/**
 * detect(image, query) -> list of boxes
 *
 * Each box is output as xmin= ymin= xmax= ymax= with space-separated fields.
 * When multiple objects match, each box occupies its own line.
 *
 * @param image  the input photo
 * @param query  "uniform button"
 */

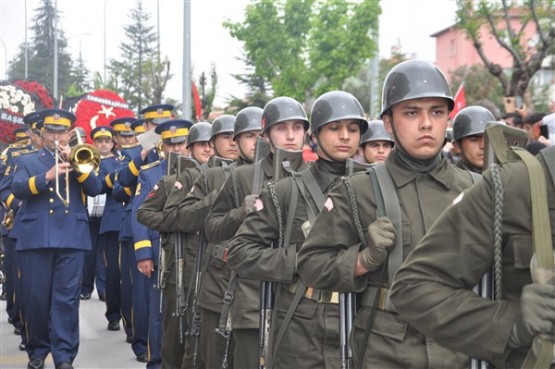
* * * *
▶ [WHAT THIS TASK INVOLVES]: Please return only the lines running from the line with "list of boxes" to the final line of the data, both included, exactly and without any pictures.

▶ [TASK SOLUTION]:
 * detect(image, query) -> list of boxes
 *
 * Each box is output as xmin= ymin= xmax= ymax= with space-separated fields.
 * When multiple objects match, each box occupies its own line.
 *
 * @param image  the input photo
 * @param query  "uniform button"
 */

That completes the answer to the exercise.